#### [PROBLEM REQUIREMENTS]
Could you reproduce every line of the material below word for word, without changing anything?
================================
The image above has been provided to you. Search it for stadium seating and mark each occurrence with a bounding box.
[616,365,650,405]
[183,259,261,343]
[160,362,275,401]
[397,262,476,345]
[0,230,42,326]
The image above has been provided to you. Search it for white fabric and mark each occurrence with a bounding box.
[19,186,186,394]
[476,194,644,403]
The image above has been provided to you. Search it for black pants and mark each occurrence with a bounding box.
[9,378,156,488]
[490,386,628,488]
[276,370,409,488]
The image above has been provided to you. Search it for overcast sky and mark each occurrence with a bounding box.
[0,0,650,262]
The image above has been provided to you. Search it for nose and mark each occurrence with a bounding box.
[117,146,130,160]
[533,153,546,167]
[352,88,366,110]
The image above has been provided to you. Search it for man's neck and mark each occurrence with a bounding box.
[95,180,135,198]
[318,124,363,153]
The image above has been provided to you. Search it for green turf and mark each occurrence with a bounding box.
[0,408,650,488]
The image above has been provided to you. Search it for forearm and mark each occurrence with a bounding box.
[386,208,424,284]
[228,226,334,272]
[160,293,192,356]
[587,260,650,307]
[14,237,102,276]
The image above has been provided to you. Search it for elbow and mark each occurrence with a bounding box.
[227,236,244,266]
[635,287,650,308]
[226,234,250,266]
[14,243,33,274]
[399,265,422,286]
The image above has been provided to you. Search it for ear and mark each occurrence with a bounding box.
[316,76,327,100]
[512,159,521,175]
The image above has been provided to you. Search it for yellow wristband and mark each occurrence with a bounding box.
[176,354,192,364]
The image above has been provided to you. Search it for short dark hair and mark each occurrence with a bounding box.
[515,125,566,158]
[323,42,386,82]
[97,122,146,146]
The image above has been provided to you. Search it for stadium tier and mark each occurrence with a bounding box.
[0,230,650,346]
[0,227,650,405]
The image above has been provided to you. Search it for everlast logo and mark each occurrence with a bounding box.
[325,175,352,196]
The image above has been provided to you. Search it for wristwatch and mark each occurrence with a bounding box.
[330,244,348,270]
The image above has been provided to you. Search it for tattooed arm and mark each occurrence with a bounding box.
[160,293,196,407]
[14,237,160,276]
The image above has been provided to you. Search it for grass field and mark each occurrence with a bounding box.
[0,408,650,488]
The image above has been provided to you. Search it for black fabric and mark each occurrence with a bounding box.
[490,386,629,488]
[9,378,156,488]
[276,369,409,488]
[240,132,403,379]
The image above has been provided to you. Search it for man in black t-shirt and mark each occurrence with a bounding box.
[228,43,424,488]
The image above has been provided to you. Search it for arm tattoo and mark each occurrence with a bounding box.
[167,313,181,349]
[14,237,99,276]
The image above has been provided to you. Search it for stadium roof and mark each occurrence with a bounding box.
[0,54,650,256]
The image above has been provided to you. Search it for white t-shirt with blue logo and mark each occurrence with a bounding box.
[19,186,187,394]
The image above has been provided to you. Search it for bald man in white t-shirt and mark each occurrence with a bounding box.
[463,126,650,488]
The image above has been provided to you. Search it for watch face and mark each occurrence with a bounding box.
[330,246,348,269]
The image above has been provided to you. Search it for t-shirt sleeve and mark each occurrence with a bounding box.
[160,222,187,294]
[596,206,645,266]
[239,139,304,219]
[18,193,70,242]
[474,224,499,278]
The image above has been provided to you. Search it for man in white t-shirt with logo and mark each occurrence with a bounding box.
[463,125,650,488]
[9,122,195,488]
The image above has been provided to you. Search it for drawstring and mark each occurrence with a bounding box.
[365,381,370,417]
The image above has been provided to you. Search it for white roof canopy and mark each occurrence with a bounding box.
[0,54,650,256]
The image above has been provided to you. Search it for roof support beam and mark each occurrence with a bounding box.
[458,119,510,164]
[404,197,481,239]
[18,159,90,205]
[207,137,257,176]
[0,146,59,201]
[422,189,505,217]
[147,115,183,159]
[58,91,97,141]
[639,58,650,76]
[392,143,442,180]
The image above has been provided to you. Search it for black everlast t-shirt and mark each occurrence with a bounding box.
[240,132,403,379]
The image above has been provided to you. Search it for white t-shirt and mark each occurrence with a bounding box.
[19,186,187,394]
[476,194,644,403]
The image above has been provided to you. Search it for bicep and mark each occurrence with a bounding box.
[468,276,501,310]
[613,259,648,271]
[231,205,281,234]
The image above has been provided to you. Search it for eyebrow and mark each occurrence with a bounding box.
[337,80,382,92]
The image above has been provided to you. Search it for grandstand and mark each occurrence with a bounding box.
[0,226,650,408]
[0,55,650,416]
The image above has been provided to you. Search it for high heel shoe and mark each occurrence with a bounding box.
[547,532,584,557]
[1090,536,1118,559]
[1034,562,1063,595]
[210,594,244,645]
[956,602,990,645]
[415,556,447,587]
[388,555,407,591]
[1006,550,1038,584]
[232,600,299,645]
================================
#### [EXERCISE SOLUTION]
The image above has been provided to you. Search it for stadium seating and mark each occurrence with a bounding box.
[616,365,650,405]
[183,259,261,343]
[160,362,275,401]
[397,262,476,345]
[0,230,42,326]
The image above has been provided to you. Search it for white fabric and mark each occurrence with a bounding box.
[19,186,186,394]
[476,194,644,403]
The image above has been provided to you. Search it for black pants and mark each occurrence with a bounding box.
[9,378,156,488]
[490,386,628,488]
[276,370,409,488]
The image above has been provided to you. Search it for overcast sky and mark each occurrence with a bounding box.
[0,0,650,262]
The image above has been provided to you. Search it for nose and mark each occurrence with a bounding box.
[117,146,130,160]
[533,153,546,167]
[352,88,366,110]
The image above has been provided to you. Search it for man's neck and mark each occurrence with a bounding box.
[95,180,135,198]
[318,124,363,153]
The image above has been provided to you. Search it for green turf and mark each occurrence with a bounding box.
[0,408,650,488]
The image above has been provided to you. Search it for forearm and mark each occurrence with a bounding box.
[386,208,424,284]
[228,226,334,272]
[160,293,192,356]
[587,260,650,307]
[14,237,102,276]
The image above has been provided to you. Search it for elbow and mark each occurrence with a bounding box.
[227,236,244,266]
[635,287,650,308]
[226,234,250,266]
[14,243,33,274]
[399,265,422,286]
The image above has been provided to you. Search it for ear and mark each occurrence with a bounding box.
[316,76,327,100]
[512,159,521,175]
The image above has been provided to you. Search it for yellow wristband and mark each occurrence with a bounding box.
[176,354,192,364]
The image above has been provided to you. Search it for short dark hair and mark each occurrence with a bounding box.
[515,125,566,158]
[323,42,386,82]
[97,122,146,146]
The image above has been provided to you. Search it for stadium tier and mark each occurrence with a bounding box.
[0,230,650,346]
[0,227,650,405]
The image above has been provided to you. Search it for everlast logo and mark each occurrence with a bounding box.
[325,175,352,196]
The image above has been provided to you. Search it for wristwatch and mark each occurrence with a bounding box.
[330,244,348,270]
The image above has been provided to you. Search it for tattooed arm and mark each occurrence with a bounding box.
[160,293,196,407]
[14,237,160,276]
The image above has been provided to you. Search it for grass field and mark each occurrence with a bounding box.
[0,408,650,488]
The image above has been provided to you. Search it for black fabric and mark each occurrence with a bounding box.
[490,386,629,488]
[9,378,156,488]
[276,369,409,488]
[240,132,403,379]
The image above has been provided to you. Search it for man in black t-shirt and mark each occurrence with a bounding box.
[228,43,424,488]
The image above has been provided to you. Search it for arm tattoo and mark each occurrence with a bounding box.
[167,313,181,349]
[14,237,99,276]
The image above has been provided to you. Search it for stadium roof and mark each occurrence with a bounding box.
[0,54,650,256]
The image above has been provided to you. Search it for white t-shirt with blue logo and mark each occurrence with a bounding box.
[19,186,187,394]
The image above has been provided to you. Search it for bald man in white t-shirt and mark each occurrence with a bounding box.
[463,126,650,488]
The image above has been provided to you. Search it for watch face and mark each occurrence with a bounding box.
[330,246,348,269]
The image above has been provided to you. Search it for t-shirt sleeve and mark each occurrence with a bounding box.
[160,222,187,294]
[596,206,645,266]
[239,139,304,219]
[18,193,70,242]
[474,224,499,278]
The image above has been provided to you. Search it for man in white t-shirt with logo and mark each occurrence with a bounding box.
[463,125,650,488]
[9,122,195,488]
The image above has been provided to you. Search it for drawstring and mark each occurrence with a bounding box.
[365,381,370,417]
The image above has been provided to you. Search it for white roof canopy and mark each occurrence with a bounding box.
[0,54,650,256]
The image above has been provided to you. Search it for roof support beam and mark each occurrence with a bounding box.
[458,119,510,164]
[404,197,481,239]
[18,159,90,205]
[207,137,257,176]
[0,146,59,201]
[422,189,505,217]
[147,115,183,159]
[58,91,97,141]
[639,58,650,76]
[392,143,442,180]
The image above has been provided to you. Search it for black everlast t-shirt and mark each occurrence with a bounding box.
[240,132,403,379]
The image above has been provided to you. Search it for white t-shirt and mark each occurrence with a bounding box.
[19,186,187,394]
[476,194,644,403]
The image above has been provided to you. Search it for bicep and mark each occurrence with a bounding box.
[468,276,501,310]
[613,259,648,271]
[231,205,281,234]
The image above has been provided to you. Search it for eyebrow and mark each occurrence with a bounding box.
[337,80,382,92]
The image above has been provided to you. Search it for grandstand and mark each occurrence with a bounding box.
[0,226,650,408]
[0,55,650,416]
The image above has been provided to you. Search it for high heel shoe and mark each occurrence with a bounding box.
[547,532,584,557]
[1090,536,1118,559]
[1034,562,1063,595]
[210,594,244,645]
[956,602,990,645]
[415,556,447,587]
[388,555,407,591]
[1006,550,1038,584]
[232,600,299,645]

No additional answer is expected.